III - ANÁLISE DO PEDIDO

1 - A reclamante tem legitimidade (art° 9 do Código de Procedimento e Processo Tributário) e o pedido é legal e foi apresentado em tempo, dentro do prazo dois anos após a entrega da declaração de rendimentos, nos termos do n° 1 do art° 131° do CPPT (data da entrega da declaração mod. 22 do grupo, 21-05-2013, fl. 37; reclamação entrada no Serviço de Finanças em 21-05-2015, fl. 4).

Para efeitos do disposto no n° 3 do art° 111° do CPPT, verificou-se, por consulta ao Sistema informático, que até à presente data não consta qualquer impugnação judicial apresentada com o objeto da reclamação em análise.

2 - A reclamante alega que não está correto o seu procedimento de considerar apenas em 50% (no campo 705 da declaração mod. 22 individual) o montante da desvalorização acima referida verificada nas ações ordinárias da C…, Ltd, porque a norma em que se baseou, o n° 3 do art° 45° do CIRC, não é aplicável aos ajustamentos de justo valor previstos na al. a) do n° 9 do art° 18° do CIRC.

O n° 3 do art° 45° (Encargos não dedutíveis para efeitos fiscais) do CIRC, norma revogada pelo art° 13° da Lei 2/2014 de 16/1, com efeitos nos períodos de tributação iniciados em 01-01-2014, teve, até à sua revogação, a seguinte redação que lhe foi dada pela Lei 60-A/2005 (como art° 42°, posteriormente renumerado para art° 45° do DL 159/2009): "A diferença negativa entre as mais-valias e as menos-valias realizadas mediante a transmissão onerosa de partes de capital, incluindo a sua remição e amortização com redução de capital, bem como outras perdas ou variações patrimoniais negativas relativas a partes de capital ou outras componentes do capital próprio, designadamente prestações suplementares, concorrem para a formação do lucro tributável em apenas metade do seu valor."

3 - Alega, nomeadamente, que o n° 3 do art° 45° não deve ter aplicação neste caso porque as variações de justo valor resultam de oscilações de preço que o sujeito passivo não controla (por o preço ser formado em mercado regulamentado e a participação não ser superior a 5%), pelo que a norma, nesse aspeto, não tem eficácia em termos de combate à fraude e evasão fiscais, um dos objetivos da mesma.

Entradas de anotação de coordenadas

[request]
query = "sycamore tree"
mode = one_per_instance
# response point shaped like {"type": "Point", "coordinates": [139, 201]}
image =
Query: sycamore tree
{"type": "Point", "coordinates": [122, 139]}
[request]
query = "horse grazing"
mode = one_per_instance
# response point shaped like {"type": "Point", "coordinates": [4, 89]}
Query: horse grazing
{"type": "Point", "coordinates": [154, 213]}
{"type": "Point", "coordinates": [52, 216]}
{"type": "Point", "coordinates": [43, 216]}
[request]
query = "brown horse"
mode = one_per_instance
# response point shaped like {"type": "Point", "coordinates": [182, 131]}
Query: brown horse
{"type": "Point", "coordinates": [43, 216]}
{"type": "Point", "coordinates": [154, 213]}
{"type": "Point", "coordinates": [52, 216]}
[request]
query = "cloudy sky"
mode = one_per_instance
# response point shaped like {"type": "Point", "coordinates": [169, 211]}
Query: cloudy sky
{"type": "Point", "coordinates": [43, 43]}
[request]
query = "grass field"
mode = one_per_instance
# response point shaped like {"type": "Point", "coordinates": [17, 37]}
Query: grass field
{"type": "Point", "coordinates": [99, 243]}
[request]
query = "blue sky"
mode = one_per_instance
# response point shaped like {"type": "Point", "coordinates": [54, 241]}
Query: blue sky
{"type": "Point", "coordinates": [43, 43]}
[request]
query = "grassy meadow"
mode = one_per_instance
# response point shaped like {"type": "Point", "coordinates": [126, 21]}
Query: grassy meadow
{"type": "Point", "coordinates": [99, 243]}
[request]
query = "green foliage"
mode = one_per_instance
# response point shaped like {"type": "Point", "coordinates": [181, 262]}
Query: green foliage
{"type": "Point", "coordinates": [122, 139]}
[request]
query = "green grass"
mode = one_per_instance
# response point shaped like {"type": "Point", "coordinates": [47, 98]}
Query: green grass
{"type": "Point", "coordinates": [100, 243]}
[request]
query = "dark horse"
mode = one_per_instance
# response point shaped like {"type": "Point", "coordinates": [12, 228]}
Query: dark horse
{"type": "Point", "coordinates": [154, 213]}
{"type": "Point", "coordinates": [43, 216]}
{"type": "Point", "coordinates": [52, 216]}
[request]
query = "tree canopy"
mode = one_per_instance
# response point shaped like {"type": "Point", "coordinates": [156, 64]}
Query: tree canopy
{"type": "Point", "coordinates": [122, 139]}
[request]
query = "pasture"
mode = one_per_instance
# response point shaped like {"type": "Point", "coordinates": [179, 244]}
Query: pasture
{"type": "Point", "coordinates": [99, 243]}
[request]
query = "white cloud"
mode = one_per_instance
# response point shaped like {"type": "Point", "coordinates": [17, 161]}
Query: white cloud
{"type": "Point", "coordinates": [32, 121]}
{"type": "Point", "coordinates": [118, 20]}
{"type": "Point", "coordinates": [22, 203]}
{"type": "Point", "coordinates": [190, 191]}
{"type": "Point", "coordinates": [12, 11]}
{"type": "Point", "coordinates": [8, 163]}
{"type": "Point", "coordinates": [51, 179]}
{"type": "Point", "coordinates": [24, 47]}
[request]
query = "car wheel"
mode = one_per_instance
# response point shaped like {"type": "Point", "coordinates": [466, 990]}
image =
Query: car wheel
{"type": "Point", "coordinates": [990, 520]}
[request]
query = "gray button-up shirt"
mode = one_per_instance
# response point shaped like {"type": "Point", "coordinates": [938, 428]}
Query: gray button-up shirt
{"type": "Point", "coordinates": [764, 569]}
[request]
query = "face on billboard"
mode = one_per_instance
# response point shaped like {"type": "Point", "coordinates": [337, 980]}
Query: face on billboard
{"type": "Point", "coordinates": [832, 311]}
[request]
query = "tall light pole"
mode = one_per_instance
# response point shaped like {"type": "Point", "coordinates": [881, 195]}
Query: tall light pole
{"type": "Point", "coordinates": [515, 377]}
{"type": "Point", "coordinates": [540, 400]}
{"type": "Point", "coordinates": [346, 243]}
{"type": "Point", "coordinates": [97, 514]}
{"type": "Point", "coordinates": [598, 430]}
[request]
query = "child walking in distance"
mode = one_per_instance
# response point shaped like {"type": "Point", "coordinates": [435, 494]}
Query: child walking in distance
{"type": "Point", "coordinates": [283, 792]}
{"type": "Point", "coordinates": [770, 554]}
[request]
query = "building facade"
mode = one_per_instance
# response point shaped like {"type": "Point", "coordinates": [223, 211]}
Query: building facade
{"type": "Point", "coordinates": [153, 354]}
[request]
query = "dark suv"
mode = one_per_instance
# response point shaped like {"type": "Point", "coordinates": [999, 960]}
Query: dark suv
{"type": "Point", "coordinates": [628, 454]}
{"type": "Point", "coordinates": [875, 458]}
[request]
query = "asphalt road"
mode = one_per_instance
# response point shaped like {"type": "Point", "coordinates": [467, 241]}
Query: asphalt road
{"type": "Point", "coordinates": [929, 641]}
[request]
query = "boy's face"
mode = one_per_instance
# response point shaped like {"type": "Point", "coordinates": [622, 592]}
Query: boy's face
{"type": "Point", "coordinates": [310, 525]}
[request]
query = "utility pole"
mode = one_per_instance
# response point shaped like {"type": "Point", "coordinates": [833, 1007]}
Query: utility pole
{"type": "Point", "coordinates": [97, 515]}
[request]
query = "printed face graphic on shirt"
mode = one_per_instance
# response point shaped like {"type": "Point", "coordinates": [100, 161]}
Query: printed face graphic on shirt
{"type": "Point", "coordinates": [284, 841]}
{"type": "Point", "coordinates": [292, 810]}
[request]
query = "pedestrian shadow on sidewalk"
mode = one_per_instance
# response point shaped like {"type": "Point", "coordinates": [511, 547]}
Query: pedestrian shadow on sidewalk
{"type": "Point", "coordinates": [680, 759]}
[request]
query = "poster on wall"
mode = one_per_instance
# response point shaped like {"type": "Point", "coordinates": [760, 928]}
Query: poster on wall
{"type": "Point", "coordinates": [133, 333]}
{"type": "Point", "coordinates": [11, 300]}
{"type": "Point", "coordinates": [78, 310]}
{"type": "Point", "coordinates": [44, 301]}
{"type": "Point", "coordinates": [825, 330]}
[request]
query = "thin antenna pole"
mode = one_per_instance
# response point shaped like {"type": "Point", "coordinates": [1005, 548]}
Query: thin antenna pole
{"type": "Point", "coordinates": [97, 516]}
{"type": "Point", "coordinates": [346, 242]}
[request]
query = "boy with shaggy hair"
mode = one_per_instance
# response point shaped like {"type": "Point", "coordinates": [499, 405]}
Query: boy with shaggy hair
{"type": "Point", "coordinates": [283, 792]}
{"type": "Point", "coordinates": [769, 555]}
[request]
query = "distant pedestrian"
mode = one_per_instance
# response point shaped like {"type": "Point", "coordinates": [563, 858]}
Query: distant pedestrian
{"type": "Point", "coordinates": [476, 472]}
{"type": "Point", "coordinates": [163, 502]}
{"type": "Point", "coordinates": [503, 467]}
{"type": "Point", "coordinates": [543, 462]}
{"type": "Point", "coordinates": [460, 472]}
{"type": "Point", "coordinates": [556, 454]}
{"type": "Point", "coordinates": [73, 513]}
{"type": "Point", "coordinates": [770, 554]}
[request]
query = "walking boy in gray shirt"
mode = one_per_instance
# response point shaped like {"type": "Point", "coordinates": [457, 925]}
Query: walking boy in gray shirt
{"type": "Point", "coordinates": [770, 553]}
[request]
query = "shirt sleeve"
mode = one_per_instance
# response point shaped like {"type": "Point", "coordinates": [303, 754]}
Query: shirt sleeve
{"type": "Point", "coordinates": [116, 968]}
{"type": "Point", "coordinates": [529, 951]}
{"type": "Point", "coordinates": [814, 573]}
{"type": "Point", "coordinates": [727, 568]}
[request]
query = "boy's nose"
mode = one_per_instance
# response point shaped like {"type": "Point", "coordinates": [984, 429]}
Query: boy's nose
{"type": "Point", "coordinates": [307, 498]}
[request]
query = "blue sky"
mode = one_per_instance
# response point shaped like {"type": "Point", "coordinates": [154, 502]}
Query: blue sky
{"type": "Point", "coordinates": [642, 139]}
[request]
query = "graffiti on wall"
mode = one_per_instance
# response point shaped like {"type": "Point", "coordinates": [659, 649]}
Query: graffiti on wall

- ENUNCIADO DO EXERCÍCIO: Copie fielmente a passagem da análise da reclamação tributária que começa nas palavras "3 - Alega, nomeadamente, que" e termina depois de "objetivos da mesma.".

- RESULTADO FINAL:
3 - Alega, nomeadamente, que o n° 3 do art° 45° não deve ter aplicação neste caso porque as variações de justo valor resultam de oscilações de preço que o sujeito passivo não controla (por o preço ser formado em mercado regulamentado e a participação não ser superior a 5%), pelo que a norma, nesse aspeto, não tem eficácia em termos de combate à fraude e evasão fiscais, um dos objetivos da mesma.